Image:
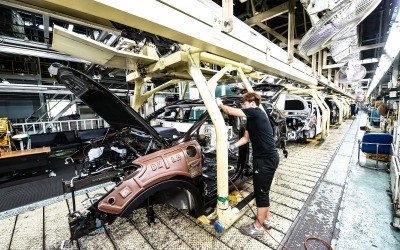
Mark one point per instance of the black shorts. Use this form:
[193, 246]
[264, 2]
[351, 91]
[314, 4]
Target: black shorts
[263, 174]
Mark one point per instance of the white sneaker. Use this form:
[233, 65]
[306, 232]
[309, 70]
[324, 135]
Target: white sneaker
[267, 224]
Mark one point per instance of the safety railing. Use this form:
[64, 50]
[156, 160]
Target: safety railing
[58, 126]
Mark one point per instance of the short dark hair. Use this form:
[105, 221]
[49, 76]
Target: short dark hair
[169, 99]
[252, 96]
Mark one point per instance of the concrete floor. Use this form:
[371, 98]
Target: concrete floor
[366, 209]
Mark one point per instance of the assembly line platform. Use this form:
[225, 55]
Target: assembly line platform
[319, 191]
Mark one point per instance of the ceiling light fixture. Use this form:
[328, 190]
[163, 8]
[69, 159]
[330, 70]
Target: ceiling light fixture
[389, 54]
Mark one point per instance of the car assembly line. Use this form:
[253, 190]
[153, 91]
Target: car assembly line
[141, 179]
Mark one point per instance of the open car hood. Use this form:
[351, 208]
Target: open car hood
[107, 105]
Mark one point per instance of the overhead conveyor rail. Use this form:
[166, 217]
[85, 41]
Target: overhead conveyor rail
[203, 38]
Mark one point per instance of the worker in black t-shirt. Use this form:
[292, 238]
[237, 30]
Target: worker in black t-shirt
[265, 157]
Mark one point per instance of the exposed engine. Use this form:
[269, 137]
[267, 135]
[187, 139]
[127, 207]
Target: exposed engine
[298, 127]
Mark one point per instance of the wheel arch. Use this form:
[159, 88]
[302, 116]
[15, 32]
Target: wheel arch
[194, 197]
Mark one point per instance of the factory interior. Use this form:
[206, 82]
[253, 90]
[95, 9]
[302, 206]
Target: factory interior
[114, 132]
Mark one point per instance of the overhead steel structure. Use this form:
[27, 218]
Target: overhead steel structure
[212, 34]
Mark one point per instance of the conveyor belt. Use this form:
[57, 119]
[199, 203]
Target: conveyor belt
[296, 179]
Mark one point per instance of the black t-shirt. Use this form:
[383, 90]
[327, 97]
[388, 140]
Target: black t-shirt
[260, 132]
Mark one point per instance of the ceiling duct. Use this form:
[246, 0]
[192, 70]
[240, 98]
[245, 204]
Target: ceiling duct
[351, 73]
[336, 22]
[343, 49]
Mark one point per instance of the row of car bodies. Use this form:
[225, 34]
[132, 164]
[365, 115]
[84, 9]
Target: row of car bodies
[153, 163]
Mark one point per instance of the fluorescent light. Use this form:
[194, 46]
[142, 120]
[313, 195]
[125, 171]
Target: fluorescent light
[391, 50]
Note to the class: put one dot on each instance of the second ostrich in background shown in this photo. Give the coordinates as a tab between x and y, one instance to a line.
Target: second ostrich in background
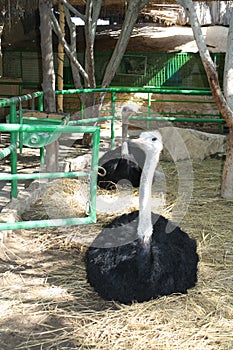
142	255
118	165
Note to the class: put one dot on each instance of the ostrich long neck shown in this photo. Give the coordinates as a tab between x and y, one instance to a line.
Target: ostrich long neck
145	223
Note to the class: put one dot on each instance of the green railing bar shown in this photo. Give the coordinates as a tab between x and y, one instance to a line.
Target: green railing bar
36	176
7	151
46	223
138	89
89	120
15	100
47	128
211	120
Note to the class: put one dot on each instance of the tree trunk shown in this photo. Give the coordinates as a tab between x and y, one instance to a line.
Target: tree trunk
60	58
224	103
48	84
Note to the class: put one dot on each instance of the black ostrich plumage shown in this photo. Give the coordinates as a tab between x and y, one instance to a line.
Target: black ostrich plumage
121	268
142	255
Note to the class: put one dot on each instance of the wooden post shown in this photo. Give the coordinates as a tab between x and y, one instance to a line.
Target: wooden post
60	58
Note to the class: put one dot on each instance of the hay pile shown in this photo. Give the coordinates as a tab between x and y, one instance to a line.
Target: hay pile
49	305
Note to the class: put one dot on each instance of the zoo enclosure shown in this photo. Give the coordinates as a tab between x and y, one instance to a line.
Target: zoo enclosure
16	127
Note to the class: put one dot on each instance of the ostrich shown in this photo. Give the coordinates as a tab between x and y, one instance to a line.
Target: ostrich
142	255
118	164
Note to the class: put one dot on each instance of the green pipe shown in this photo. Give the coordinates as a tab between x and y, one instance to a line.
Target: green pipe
15	100
154	90
7	151
40	103
36	176
174	119
13	140
89	120
45	223
47	128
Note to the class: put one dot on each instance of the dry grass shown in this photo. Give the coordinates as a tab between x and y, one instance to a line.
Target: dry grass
47	303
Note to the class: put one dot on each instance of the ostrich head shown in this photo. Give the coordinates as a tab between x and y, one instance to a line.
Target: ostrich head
127	111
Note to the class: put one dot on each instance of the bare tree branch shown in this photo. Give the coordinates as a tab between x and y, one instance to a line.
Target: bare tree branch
208	63
58	32
74	11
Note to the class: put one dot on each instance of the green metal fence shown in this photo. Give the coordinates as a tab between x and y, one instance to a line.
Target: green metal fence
78	126
154	69
15	129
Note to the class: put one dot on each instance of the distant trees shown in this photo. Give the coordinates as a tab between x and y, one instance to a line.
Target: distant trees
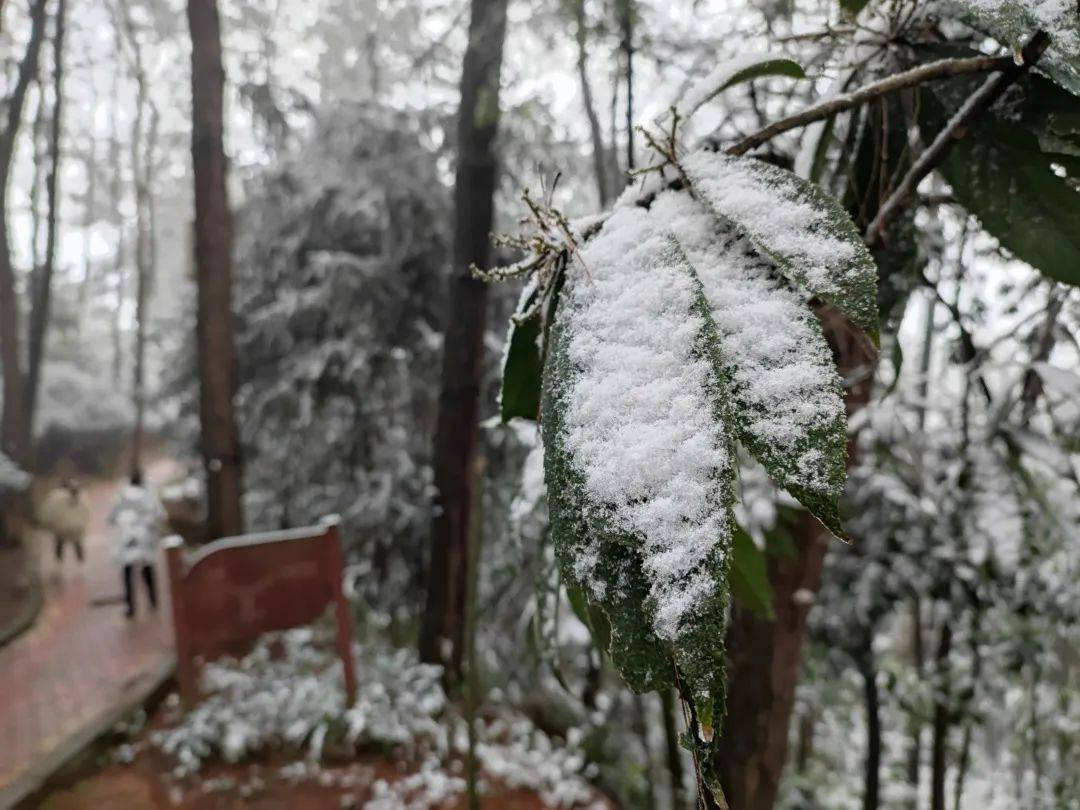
220	445
15	422
457	428
41	285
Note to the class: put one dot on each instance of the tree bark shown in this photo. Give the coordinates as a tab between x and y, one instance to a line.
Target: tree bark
766	656
89	217
942	719
43	286
872	701
14	423
599	151
626	15
142	146
457	427
220	445
673	751
116	192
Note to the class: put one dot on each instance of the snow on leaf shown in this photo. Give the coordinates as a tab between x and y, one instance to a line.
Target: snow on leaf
642	423
733	71
788	410
801	228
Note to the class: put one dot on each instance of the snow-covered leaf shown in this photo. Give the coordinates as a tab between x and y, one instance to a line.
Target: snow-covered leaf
639	459
520	394
796	224
788	408
734	71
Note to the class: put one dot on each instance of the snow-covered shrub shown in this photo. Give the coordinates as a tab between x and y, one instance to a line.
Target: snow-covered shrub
297	702
82	417
339	297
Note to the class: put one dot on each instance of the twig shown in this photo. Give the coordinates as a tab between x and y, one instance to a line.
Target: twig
931	71
980	102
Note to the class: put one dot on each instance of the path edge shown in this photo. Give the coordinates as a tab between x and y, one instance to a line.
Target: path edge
27	615
72	758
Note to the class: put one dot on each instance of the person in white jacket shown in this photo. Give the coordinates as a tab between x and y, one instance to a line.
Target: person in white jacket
136	520
65	513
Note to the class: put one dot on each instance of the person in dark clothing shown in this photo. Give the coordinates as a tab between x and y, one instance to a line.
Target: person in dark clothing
136	518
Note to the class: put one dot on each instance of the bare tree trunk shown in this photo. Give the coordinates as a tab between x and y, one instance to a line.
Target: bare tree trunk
142	147
14	424
220	445
457	428
805	745
89	217
872	701
918	647
116	192
672	750
942	719
626	19
615	172
599	151
640	727
43	287
766	656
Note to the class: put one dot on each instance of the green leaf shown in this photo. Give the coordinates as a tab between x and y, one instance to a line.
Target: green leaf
750	577
1014	22
795	223
734	71
1024	196
635	650
522	368
786	394
594	619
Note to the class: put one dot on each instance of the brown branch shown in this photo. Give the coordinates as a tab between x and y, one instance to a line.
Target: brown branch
980	102
930	71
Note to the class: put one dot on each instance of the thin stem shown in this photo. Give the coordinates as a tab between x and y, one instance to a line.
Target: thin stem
930	71
980	102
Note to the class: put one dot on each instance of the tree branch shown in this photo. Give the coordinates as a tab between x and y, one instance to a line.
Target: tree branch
980	102
930	71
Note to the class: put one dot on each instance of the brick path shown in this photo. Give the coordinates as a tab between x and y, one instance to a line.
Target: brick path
81	659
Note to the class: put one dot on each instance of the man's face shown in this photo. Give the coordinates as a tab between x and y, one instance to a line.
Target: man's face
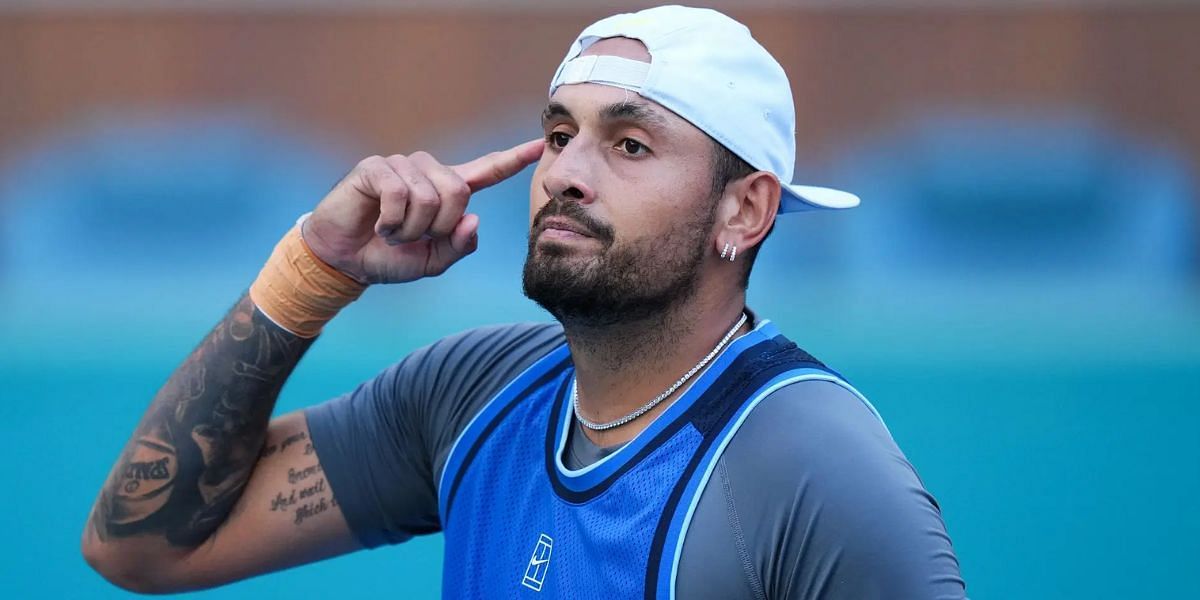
621	209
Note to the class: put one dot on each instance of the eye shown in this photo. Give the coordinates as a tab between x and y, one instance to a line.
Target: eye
557	139
634	147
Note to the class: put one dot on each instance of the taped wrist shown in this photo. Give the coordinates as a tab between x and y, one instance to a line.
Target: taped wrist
300	292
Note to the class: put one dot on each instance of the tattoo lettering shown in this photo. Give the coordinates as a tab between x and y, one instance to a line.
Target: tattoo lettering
195	449
306	496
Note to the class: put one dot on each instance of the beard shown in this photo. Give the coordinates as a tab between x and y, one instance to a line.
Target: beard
624	282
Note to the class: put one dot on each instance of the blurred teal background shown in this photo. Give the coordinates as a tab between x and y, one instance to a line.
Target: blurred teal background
1018	293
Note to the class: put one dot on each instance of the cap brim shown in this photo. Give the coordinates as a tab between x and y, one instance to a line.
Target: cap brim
797	198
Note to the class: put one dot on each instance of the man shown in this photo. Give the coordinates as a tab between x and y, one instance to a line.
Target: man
661	442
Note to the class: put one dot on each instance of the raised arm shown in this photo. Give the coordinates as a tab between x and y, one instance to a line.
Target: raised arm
209	489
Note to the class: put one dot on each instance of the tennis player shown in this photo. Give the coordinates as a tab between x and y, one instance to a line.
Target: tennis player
659	441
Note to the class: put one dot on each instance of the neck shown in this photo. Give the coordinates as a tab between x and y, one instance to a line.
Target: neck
622	367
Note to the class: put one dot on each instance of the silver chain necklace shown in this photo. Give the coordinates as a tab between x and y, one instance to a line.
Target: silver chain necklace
660	397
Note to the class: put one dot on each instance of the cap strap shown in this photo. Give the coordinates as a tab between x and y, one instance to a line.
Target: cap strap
606	70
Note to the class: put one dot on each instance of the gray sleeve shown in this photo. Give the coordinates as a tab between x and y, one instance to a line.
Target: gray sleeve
383	445
813	499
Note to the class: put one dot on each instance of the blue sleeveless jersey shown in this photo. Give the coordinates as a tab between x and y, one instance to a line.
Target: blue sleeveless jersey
519	523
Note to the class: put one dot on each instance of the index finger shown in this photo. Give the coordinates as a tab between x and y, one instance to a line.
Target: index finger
496	167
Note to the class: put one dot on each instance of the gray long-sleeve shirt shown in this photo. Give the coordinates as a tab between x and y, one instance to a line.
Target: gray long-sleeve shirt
811	499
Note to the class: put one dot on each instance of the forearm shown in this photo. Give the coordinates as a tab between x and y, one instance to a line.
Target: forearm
191	455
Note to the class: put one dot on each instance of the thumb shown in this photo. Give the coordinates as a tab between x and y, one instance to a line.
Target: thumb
496	167
447	251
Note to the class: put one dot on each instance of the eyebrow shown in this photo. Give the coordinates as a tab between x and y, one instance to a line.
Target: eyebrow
636	113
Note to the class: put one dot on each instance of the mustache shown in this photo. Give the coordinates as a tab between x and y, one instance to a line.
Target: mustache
571	210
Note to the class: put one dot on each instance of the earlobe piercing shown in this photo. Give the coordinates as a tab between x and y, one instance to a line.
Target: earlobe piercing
730	251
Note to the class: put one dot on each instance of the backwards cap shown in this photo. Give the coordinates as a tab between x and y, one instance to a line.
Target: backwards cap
707	69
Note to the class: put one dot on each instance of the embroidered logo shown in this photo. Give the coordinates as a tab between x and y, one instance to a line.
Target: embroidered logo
539	563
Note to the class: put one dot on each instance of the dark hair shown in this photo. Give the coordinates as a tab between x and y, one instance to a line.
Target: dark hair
729	167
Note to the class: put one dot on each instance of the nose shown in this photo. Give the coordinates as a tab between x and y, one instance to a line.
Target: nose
565	177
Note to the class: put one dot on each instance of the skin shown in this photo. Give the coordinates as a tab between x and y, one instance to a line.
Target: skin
211	490
641	191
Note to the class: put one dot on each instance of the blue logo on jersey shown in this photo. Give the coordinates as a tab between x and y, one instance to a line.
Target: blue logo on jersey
539	563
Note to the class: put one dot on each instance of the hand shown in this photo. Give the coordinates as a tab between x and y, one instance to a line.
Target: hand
401	219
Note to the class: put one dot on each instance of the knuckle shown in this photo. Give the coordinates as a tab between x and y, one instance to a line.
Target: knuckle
461	190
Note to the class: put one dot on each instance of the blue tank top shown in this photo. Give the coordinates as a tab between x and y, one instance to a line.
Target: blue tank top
519	523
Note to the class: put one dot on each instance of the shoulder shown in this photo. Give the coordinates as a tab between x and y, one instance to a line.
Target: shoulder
461	359
814	462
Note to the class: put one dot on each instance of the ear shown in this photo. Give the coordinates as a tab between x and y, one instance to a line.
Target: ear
747	211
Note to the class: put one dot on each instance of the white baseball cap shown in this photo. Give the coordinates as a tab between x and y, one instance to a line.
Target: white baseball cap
707	69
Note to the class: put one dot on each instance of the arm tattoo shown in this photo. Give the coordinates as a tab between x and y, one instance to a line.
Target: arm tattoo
193	451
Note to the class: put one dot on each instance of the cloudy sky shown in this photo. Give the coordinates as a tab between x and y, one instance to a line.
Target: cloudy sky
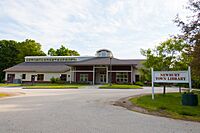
123	26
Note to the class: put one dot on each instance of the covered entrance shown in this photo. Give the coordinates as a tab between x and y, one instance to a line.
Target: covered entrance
100	75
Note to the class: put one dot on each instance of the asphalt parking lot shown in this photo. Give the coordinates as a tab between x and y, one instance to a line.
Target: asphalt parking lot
87	110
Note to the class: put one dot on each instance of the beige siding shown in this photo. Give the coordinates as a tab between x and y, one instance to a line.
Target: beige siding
47	76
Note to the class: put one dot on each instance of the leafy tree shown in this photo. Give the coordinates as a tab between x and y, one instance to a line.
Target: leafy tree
169	55
62	51
8	54
12	53
29	48
191	33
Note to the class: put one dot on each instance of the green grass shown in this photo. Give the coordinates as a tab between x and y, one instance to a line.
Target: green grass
120	86
51	87
9	85
44	86
168	105
3	95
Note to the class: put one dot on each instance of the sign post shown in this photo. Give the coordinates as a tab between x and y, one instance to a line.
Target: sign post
189	75
171	77
152	80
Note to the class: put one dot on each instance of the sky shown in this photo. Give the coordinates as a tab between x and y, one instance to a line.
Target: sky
122	26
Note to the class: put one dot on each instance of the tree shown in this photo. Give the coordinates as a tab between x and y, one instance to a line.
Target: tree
29	48
62	51
8	54
169	55
191	33
12	53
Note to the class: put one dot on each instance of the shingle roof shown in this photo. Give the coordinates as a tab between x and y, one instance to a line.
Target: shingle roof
64	66
39	67
106	61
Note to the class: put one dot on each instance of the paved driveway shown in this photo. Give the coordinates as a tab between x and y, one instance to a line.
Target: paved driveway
81	111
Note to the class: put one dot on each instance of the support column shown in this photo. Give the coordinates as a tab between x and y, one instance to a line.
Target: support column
131	74
107	74
70	75
93	75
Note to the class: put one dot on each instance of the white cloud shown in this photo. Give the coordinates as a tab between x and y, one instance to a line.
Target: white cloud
123	26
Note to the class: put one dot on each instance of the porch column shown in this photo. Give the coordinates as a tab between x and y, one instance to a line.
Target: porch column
107	74
70	75
93	75
131	74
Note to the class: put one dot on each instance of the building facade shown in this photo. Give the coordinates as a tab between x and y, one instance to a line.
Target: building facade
99	69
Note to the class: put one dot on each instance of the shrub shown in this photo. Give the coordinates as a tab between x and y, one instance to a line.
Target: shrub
139	83
55	80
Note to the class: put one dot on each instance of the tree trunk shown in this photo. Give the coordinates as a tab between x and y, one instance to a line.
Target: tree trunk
164	89
179	89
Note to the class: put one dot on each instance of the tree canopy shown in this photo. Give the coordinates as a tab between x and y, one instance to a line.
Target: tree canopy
171	54
13	52
191	33
62	51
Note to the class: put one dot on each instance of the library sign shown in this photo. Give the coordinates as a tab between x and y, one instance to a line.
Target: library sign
170	77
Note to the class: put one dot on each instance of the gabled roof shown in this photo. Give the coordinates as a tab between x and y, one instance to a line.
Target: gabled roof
106	61
39	67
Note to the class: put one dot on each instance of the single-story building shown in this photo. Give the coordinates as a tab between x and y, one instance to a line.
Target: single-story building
98	69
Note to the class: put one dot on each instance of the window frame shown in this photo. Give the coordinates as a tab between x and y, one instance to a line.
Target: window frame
122	77
38	77
83	77
23	76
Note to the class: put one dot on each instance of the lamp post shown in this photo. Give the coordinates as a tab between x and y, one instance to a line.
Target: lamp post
110	76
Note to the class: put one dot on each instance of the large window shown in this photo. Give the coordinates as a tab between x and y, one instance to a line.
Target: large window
83	77
137	78
63	77
122	77
40	77
23	76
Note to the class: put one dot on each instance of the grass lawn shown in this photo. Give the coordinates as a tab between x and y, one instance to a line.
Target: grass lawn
9	85
118	86
52	86
44	86
168	105
4	95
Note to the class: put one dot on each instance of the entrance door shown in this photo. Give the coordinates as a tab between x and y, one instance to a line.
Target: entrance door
32	78
102	78
10	78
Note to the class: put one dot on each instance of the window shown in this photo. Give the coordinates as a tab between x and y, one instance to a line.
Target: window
40	77
10	77
122	77
83	77
23	76
137	78
63	77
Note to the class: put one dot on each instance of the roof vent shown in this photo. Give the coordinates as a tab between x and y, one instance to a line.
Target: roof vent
104	53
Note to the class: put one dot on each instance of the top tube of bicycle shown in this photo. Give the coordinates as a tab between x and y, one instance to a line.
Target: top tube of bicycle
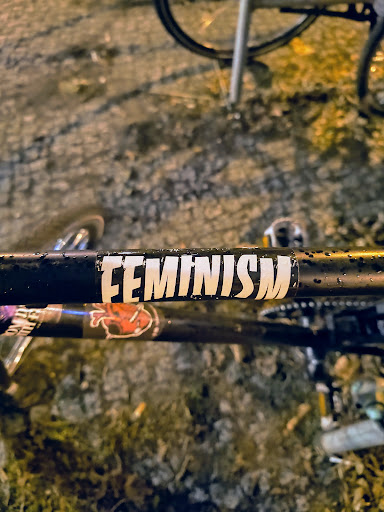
◇ ◇ ◇ ◇ ◇
→ **EXERCISE AIM**: Check every line of the records, and copy the ones that hold the word "bicycle".

→ **RESULT FOR THIS EXERCISE**:
Note to the class: put one dot on each instance of the top tube of bicycle shown in this photo. Give the coordinates as a tab between x and y, one instance to a line.
Target: top tube of bicycle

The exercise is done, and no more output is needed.